* Start *
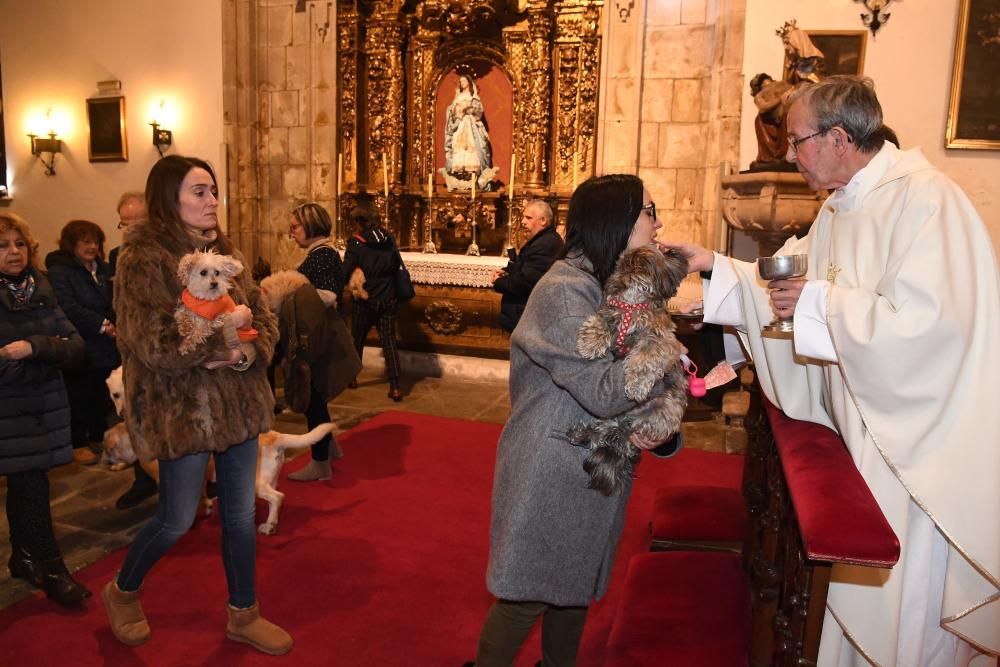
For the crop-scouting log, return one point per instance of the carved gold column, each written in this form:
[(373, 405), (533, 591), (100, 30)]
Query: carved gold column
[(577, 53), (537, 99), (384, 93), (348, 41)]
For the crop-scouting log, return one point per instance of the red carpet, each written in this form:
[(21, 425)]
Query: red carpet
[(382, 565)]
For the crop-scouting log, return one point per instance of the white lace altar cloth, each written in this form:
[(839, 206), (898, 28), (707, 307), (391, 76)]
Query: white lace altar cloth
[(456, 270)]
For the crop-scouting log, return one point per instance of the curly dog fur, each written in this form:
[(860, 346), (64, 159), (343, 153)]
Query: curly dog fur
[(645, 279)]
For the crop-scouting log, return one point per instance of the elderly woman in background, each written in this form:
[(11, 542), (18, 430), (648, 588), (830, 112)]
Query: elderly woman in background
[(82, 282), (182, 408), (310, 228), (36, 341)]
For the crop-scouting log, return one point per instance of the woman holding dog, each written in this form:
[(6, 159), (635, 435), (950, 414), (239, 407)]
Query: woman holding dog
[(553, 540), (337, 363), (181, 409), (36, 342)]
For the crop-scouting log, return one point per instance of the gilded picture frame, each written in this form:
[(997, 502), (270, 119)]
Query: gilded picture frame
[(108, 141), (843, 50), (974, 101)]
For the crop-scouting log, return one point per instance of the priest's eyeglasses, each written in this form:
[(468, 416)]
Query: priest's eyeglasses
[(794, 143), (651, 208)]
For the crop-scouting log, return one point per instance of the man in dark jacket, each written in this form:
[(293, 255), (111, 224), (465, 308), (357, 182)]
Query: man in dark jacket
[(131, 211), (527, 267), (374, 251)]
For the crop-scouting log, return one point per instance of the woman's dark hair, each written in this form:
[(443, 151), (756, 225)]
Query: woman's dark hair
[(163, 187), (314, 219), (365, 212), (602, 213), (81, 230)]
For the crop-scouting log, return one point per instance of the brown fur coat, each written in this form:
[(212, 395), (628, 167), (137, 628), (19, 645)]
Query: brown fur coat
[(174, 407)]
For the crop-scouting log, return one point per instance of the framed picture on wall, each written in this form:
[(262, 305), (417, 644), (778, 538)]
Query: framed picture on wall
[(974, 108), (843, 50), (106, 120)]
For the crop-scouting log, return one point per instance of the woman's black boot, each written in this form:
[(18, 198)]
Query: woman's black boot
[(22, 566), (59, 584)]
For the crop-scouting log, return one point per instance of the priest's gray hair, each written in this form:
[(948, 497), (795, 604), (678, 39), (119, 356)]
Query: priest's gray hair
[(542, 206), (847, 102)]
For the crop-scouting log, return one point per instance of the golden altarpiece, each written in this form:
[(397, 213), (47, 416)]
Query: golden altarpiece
* End *
→ **To be done**
Return exactly, and only, the line containing "the woman holding" and every line after it through the end of the material.

→ **Result for this exercise**
For the crop-scouting log, return one point per instance of the woman holding dog, each written in this form:
[(6, 159), (635, 435), (950, 414), (239, 407)]
Query: woman holding dog
[(553, 540), (337, 363), (181, 409), (36, 342)]
For the crop-scouting log, return one point per instance of the gilded picture frame, each written in this form:
[(997, 502), (270, 119)]
Query: gilded picture frame
[(108, 141), (843, 50), (974, 101)]
For the crop-scouting log, return one point per instance of the priest's eyeglasses, each written in this form:
[(468, 416)]
Query: priest's eyeglasses
[(794, 143), (651, 208)]
For the crop-scouting log, return one point per instance of the man in dark jacket, each written in this form:
[(293, 255), (111, 224), (465, 308), (357, 182)]
Query: man in dark jacket
[(131, 211), (527, 267), (374, 251)]
For the crop-scouting log, return one point per instance of the woman's dark hair, each written in this form:
[(443, 151), (756, 225)]
Query: woman's dark hair
[(163, 187), (314, 219), (365, 212), (602, 213), (81, 230)]
For the crop-scouting log, return one point per instance of the brown fur coat, each written in this form:
[(212, 395), (628, 167), (137, 628), (19, 645)]
Query: brown fur coat
[(174, 407)]
For the crop-scouting log, return one point per instance of the framed picture on wall, each written in this form:
[(262, 305), (417, 644), (778, 538)]
Query: framed picture on wall
[(974, 108), (843, 50), (106, 120)]
For the crop-scouting log, return one point per instance of the woman's black boot, each written in this form:
[(18, 198)]
Query: woman's black boot
[(22, 566), (59, 584)]
For the crop-scouting log, return one point per instance of the priest's gray hair, each written in this form:
[(948, 497), (795, 604), (678, 39), (119, 356)]
Query: priest's gray hair
[(542, 206), (847, 102)]
For the crop-scouting log, return one point per instance of the golden altarpiece, each written in this form:
[(397, 213), (47, 416)]
Query: golden altarpiece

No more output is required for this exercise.